→ What is being asked
Repeat the lines of the listing below word for word, leaving out the pictures.

○ ○ ○ ○ ○

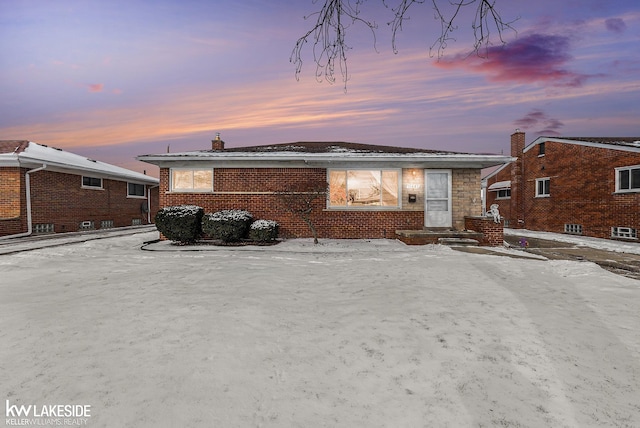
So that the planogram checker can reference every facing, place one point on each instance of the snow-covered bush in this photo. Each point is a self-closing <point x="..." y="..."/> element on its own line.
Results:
<point x="263" y="230"/>
<point x="182" y="223"/>
<point x="227" y="225"/>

○ ○ ○ ○ ○

→ Worked answer
So that the planogram checker can reference every facing, place one point on each instance of the snow-covered bush in this photo. Each point is a self-closing <point x="..." y="..."/> element on its own line.
Results:
<point x="263" y="230"/>
<point x="182" y="223"/>
<point x="227" y="225"/>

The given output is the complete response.